- [What is being asked]: Extract every line of the listing below, word for word, from the line containing "Please spot the white headphones" through the end of the listing, inclusive.
──────────────────────────────
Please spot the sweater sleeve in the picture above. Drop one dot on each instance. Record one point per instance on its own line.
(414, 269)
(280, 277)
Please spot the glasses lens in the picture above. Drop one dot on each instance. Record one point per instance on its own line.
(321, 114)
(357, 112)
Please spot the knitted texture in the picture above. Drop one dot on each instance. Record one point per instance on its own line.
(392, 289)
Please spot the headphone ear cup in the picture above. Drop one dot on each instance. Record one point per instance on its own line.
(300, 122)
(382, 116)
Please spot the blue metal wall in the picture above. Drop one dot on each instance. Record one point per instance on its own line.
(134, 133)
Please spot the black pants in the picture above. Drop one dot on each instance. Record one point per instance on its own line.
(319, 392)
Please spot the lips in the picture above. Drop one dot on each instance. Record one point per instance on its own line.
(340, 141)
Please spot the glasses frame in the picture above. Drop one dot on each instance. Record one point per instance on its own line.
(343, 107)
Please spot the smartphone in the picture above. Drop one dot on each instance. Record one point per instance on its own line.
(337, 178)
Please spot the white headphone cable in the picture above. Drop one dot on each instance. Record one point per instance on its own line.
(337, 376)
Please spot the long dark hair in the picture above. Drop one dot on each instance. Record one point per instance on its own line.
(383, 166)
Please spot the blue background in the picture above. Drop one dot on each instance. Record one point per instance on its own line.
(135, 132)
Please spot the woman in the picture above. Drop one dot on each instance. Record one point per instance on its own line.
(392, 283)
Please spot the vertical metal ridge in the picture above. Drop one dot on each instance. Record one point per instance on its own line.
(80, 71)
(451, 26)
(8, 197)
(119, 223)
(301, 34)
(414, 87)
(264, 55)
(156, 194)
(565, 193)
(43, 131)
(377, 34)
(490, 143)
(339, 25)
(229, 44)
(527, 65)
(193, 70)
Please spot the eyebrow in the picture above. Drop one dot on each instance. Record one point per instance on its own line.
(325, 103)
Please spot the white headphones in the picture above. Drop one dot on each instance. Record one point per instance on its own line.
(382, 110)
──────────────────────────────
- [Solution to the problem]:
Please spot the white headphones in the picture above. Drop one dot on each instance. Record one point per instance on its own line.
(382, 110)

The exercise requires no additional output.